Records from a data collection

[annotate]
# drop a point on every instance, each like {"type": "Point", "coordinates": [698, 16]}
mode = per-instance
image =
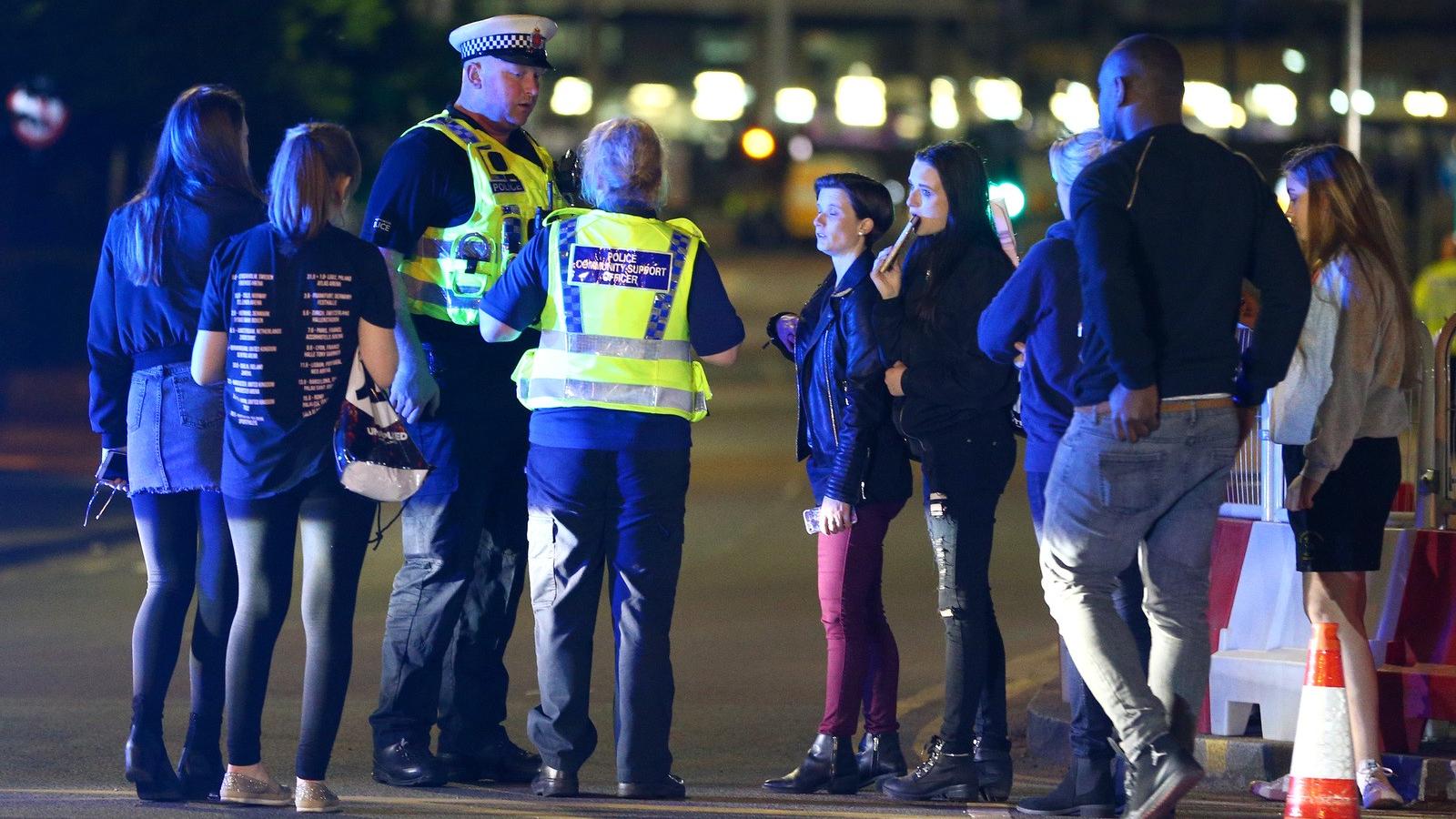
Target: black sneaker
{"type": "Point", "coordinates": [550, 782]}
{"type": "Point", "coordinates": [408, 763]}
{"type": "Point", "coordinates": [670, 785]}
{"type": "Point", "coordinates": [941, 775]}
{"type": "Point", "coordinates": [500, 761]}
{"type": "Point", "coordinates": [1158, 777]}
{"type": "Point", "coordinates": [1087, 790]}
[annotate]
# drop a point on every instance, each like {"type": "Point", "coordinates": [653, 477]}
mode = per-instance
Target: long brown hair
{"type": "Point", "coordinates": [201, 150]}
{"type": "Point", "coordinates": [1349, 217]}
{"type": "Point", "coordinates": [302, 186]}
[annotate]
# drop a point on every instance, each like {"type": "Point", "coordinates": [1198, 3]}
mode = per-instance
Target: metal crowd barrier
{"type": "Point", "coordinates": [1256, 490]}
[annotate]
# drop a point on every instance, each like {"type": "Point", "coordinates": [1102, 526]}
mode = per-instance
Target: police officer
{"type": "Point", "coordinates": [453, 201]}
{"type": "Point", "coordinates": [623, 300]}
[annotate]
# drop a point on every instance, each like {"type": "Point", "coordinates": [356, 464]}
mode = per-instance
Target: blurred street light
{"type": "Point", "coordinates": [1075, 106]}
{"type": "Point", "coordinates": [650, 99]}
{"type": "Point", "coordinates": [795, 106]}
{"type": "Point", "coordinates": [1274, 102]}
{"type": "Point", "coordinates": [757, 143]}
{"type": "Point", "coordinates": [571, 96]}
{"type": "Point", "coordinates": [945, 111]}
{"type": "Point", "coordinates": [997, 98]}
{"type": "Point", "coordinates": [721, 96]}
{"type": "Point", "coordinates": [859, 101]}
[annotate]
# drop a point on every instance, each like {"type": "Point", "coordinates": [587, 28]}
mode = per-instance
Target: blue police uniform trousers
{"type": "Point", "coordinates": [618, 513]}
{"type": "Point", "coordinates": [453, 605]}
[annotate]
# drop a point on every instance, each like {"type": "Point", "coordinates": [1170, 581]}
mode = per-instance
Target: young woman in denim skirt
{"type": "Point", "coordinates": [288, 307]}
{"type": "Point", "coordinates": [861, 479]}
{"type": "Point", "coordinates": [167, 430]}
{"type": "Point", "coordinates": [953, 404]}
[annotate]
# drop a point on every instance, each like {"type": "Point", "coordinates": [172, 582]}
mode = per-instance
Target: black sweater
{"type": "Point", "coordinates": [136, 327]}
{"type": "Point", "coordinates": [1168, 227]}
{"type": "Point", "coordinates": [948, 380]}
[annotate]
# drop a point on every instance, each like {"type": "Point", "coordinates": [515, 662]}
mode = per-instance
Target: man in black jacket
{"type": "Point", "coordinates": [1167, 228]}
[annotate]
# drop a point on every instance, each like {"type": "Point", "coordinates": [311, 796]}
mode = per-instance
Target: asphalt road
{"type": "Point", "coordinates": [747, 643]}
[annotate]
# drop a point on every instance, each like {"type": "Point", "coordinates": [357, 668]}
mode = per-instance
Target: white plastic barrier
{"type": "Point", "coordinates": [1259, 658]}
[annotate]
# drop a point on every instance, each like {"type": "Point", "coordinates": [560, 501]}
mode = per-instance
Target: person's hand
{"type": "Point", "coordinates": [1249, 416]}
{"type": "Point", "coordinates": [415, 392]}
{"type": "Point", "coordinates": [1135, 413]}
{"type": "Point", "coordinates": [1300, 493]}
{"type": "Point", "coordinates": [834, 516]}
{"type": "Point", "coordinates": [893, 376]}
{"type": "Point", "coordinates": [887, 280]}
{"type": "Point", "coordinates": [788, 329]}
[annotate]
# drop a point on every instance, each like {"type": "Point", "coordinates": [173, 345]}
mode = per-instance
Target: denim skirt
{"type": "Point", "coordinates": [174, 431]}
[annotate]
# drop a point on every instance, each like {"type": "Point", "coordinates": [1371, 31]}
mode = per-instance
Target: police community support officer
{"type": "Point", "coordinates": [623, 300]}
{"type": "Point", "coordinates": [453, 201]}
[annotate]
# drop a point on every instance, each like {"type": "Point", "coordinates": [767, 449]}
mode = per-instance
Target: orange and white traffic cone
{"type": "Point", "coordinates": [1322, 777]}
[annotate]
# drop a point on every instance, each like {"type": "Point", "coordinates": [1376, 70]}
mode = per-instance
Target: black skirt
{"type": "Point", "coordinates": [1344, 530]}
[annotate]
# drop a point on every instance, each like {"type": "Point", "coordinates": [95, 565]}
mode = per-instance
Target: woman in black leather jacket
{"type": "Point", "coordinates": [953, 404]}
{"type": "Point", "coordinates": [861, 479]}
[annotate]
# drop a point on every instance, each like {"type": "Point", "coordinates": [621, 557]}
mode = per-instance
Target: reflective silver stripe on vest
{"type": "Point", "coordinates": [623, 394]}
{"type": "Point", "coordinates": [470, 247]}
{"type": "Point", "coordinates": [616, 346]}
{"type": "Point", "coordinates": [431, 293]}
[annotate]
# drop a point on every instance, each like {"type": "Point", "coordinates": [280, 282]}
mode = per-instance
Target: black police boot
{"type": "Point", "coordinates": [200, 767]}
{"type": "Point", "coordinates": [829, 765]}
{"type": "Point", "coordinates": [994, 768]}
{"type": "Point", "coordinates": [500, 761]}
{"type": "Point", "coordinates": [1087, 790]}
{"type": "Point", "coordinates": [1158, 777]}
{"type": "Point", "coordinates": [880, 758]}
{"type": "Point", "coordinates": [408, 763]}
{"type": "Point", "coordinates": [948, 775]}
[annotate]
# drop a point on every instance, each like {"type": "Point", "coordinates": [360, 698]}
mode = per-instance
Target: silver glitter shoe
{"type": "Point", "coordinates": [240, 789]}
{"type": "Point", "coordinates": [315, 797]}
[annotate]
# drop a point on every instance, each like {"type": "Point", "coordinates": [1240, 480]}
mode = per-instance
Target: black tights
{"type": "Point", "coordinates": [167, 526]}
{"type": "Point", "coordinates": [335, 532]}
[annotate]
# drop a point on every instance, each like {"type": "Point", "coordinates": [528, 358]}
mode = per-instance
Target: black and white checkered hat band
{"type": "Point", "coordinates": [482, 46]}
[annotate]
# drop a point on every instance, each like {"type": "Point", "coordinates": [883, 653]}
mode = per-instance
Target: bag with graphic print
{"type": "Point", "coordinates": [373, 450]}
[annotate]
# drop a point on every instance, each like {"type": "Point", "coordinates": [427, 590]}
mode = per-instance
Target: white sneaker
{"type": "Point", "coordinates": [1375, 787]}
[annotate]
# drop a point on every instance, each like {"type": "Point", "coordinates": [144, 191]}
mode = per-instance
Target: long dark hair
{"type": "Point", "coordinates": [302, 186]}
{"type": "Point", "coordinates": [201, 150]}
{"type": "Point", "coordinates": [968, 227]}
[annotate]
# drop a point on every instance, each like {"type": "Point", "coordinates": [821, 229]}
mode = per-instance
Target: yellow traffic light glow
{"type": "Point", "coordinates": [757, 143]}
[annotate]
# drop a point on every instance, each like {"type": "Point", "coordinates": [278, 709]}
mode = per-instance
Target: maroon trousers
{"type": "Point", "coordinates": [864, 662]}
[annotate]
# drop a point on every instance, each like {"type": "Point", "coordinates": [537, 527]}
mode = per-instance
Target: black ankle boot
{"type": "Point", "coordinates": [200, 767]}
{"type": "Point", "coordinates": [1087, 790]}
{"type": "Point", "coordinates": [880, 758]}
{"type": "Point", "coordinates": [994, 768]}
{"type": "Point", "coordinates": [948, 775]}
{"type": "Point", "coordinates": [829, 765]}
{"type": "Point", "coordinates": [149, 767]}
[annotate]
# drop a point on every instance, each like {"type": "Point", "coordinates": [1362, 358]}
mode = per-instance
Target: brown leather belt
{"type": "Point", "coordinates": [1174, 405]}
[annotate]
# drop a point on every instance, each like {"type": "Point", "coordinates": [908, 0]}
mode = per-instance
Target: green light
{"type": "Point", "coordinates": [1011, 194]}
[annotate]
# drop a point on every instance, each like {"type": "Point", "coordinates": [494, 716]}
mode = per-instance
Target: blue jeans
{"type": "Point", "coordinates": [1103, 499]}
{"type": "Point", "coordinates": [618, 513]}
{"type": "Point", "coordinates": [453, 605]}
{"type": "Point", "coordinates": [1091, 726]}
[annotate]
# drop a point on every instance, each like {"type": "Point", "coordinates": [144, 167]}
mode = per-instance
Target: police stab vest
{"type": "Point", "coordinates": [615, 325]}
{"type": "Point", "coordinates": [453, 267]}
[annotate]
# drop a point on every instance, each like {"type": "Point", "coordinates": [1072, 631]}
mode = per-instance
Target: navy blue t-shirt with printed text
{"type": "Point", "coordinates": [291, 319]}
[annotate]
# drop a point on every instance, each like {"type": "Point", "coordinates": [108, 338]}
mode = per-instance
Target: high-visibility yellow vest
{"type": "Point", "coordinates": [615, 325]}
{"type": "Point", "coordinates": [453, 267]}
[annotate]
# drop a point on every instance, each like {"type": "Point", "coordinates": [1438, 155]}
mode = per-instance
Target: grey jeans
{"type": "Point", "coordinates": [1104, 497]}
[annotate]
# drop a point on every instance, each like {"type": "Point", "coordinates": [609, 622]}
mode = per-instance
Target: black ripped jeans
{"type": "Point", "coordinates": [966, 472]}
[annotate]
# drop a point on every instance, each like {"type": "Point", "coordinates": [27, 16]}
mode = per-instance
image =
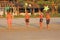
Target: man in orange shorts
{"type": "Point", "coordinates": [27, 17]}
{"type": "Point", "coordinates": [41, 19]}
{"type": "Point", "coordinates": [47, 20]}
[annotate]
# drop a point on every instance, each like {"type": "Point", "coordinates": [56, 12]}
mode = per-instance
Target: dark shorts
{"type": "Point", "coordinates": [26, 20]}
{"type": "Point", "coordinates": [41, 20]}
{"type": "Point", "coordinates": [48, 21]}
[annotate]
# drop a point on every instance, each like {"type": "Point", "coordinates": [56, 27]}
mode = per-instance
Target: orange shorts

INSTRUCTIONS FOR THE TASK: What should come out is the exact run of lines from the one holding "Target: dark shorts" through the end of the records above, and nothing besides.

ANSWER TO THE PROBLEM:
Target: dark shorts
{"type": "Point", "coordinates": [26, 20]}
{"type": "Point", "coordinates": [41, 20]}
{"type": "Point", "coordinates": [48, 21]}
[annotate]
# drop a point on every instance, each like {"type": "Point", "coordinates": [56, 27]}
mode = per-instance
Target: orange shorts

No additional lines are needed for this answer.